Entries from a data source
==============================
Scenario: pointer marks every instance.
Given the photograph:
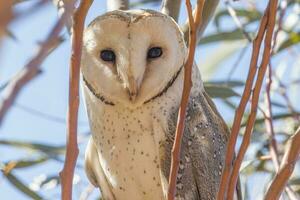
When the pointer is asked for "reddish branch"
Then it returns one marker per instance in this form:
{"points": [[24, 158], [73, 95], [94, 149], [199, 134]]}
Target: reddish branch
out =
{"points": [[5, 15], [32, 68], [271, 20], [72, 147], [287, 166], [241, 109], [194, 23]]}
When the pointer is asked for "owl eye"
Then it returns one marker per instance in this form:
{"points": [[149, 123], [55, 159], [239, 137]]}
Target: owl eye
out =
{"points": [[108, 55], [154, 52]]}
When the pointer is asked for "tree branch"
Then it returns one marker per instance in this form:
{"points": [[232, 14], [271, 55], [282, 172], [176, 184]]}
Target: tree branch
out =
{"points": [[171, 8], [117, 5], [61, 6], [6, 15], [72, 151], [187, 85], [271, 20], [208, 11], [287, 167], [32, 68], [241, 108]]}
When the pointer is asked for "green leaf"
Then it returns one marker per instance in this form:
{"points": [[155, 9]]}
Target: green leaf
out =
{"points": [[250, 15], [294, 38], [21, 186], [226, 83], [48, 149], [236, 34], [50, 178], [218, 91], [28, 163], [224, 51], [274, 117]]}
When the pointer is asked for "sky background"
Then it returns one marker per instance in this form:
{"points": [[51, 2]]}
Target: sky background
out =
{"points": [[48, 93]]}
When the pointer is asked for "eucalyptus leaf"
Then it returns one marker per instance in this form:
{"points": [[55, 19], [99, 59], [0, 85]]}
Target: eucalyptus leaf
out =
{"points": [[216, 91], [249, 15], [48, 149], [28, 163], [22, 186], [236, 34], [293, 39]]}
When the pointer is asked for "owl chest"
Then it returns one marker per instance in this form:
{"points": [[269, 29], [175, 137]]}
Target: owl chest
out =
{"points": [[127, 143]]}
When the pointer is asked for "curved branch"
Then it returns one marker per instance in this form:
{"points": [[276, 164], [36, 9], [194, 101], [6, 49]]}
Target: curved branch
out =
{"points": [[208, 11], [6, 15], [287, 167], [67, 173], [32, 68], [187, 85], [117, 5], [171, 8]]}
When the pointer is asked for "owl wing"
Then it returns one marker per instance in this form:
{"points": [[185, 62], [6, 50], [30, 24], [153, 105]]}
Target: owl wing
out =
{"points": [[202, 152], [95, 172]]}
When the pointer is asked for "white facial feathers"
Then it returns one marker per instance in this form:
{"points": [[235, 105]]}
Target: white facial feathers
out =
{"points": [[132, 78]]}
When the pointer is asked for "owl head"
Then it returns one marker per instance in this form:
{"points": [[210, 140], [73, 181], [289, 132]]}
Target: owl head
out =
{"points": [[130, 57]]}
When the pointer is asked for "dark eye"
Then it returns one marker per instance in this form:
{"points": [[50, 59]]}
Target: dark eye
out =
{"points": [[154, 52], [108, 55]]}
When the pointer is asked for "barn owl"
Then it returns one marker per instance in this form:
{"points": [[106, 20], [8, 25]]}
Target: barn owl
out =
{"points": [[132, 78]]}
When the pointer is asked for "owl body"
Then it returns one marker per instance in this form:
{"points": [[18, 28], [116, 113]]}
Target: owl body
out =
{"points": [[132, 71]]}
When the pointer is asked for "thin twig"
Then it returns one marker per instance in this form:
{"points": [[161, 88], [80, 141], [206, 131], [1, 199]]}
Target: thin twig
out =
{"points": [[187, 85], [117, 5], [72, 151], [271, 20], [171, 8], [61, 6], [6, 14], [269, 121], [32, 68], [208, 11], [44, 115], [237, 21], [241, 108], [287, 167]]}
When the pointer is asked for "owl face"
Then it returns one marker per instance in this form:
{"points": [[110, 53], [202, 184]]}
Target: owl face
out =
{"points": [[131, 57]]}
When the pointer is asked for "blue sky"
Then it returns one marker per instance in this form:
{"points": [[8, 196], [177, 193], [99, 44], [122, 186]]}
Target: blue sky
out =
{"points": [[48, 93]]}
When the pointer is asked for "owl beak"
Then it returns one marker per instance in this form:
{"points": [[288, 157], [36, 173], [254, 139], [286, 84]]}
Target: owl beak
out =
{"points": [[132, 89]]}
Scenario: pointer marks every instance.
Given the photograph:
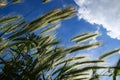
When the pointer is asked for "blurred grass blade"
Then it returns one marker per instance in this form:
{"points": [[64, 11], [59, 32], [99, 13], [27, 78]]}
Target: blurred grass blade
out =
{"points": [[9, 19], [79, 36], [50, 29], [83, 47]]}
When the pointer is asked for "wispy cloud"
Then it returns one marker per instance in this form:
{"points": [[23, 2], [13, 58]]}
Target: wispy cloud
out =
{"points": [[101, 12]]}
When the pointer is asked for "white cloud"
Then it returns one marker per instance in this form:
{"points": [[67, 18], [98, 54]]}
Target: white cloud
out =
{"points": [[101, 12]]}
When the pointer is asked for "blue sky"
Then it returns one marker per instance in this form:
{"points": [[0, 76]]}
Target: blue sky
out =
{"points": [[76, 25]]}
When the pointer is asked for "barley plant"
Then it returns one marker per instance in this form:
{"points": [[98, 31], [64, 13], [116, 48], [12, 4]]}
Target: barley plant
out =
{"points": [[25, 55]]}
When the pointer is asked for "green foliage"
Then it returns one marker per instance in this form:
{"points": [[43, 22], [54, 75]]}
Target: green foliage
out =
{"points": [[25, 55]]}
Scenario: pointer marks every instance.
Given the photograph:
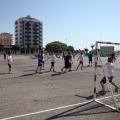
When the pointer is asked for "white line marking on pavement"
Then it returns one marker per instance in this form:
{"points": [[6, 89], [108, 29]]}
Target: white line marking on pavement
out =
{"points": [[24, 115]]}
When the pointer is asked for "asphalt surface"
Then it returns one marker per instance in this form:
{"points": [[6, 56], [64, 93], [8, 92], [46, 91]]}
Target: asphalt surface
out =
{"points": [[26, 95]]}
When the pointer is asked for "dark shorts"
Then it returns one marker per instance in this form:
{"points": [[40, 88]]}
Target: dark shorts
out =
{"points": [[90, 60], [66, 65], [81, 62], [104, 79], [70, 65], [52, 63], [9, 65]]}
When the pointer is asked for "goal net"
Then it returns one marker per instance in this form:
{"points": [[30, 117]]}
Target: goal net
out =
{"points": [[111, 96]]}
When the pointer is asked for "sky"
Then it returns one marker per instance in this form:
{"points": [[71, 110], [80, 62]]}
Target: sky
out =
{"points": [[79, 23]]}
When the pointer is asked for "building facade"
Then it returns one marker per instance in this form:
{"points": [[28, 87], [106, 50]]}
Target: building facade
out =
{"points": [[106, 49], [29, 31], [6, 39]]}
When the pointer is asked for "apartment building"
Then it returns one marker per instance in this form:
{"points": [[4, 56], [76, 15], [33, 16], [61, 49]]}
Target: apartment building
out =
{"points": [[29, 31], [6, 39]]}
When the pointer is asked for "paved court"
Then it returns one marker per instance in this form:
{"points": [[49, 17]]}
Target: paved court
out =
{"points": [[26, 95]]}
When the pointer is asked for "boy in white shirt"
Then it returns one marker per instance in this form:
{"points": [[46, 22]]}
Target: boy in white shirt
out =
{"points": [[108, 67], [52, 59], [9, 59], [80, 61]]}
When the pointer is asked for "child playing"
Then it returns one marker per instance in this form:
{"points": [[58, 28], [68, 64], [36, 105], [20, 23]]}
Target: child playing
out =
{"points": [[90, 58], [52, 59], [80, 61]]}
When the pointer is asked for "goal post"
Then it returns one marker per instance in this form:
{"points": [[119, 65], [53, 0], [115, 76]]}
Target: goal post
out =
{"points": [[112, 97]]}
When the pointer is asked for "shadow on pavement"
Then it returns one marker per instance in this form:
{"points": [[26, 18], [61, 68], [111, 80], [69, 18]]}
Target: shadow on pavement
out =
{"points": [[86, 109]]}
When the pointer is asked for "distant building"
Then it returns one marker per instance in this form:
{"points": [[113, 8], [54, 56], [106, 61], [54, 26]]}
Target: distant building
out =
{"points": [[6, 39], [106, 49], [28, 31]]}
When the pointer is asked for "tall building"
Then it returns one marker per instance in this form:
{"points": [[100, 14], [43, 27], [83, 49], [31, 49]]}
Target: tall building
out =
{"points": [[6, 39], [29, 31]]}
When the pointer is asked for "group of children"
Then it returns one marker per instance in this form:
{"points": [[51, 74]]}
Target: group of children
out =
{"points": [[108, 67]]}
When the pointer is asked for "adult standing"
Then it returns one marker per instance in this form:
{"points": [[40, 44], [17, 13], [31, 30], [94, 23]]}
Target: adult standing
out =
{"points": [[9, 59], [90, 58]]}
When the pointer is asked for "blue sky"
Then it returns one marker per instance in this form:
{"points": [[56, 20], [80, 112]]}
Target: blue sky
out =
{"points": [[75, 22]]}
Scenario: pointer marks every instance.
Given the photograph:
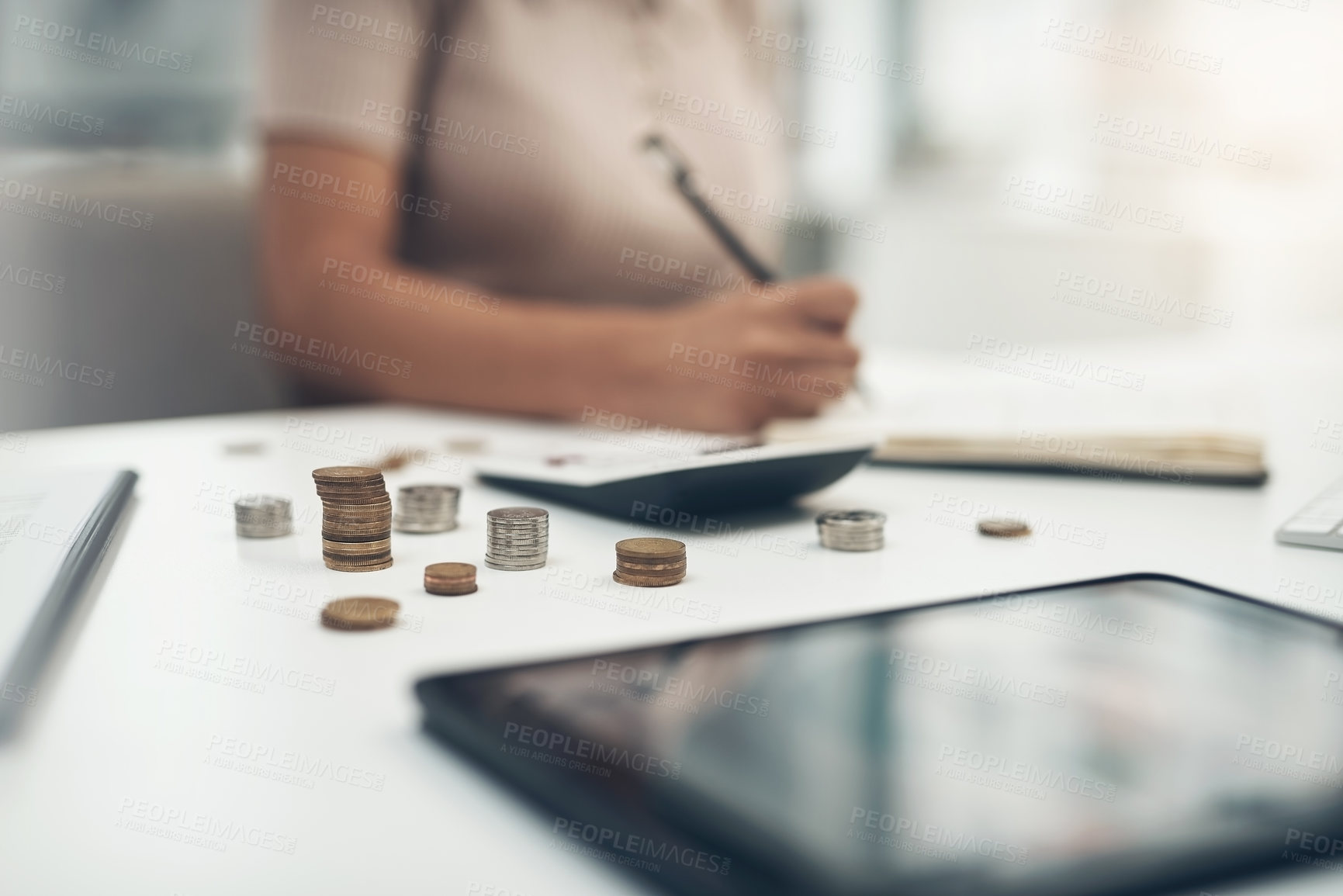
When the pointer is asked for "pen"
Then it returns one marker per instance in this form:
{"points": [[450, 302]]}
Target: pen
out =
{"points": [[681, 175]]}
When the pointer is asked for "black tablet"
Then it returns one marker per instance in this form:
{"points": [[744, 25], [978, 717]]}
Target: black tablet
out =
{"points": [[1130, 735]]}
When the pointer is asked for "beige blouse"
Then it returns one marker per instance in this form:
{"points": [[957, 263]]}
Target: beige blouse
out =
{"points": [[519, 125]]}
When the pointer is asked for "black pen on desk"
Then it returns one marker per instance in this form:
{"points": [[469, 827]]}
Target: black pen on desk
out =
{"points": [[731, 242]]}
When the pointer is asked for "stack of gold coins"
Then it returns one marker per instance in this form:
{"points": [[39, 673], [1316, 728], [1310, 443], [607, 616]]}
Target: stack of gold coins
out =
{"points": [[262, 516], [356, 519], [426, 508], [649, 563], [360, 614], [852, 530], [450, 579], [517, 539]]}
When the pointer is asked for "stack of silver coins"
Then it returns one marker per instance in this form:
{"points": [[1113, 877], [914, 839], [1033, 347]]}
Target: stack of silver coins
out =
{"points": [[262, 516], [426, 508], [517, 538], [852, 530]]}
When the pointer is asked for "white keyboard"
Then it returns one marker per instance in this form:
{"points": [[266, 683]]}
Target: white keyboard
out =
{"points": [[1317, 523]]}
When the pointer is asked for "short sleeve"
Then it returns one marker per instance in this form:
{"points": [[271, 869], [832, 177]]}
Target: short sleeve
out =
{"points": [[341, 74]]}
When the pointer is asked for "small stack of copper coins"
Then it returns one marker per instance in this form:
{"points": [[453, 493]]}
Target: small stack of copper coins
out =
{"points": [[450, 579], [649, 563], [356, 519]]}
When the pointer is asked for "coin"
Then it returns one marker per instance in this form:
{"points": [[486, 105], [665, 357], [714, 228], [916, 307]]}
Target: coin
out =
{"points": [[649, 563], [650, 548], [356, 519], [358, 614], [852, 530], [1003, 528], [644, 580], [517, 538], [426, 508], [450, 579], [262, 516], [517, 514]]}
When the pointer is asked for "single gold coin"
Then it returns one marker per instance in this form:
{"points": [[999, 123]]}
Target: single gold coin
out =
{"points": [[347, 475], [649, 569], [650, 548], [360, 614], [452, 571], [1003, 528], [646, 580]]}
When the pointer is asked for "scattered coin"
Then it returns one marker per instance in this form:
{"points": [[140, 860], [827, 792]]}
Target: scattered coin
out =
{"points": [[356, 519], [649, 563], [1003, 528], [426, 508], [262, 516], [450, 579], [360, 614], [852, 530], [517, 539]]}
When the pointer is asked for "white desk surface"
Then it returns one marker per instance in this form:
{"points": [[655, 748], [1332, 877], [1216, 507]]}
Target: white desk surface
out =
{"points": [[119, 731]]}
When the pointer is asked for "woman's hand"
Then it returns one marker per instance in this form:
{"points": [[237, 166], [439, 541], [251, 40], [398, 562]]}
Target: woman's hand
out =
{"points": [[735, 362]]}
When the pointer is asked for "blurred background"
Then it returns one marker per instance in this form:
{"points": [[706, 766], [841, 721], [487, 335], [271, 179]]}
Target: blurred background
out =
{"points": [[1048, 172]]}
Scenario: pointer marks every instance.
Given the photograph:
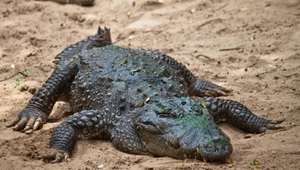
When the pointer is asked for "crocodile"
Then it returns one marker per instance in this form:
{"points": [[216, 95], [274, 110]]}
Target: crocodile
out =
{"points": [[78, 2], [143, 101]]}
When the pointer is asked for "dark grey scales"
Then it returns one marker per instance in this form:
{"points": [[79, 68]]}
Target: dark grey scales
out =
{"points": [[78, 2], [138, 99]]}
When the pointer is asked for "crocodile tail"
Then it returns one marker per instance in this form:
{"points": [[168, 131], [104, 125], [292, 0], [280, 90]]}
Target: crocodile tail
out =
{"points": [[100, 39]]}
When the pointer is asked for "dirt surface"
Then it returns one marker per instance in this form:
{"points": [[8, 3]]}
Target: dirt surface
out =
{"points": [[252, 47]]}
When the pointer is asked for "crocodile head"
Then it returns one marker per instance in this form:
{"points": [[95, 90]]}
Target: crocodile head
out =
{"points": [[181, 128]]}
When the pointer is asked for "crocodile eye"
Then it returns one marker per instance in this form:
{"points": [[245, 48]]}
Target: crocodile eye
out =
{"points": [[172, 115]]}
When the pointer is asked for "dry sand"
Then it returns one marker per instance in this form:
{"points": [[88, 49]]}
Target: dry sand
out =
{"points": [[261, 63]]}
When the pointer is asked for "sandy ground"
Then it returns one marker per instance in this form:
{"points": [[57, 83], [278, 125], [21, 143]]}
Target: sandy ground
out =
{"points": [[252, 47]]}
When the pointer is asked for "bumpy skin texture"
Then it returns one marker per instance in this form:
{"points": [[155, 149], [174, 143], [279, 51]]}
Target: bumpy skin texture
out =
==============================
How many lines of the entries above contain the word "facade"? Give only the number.

2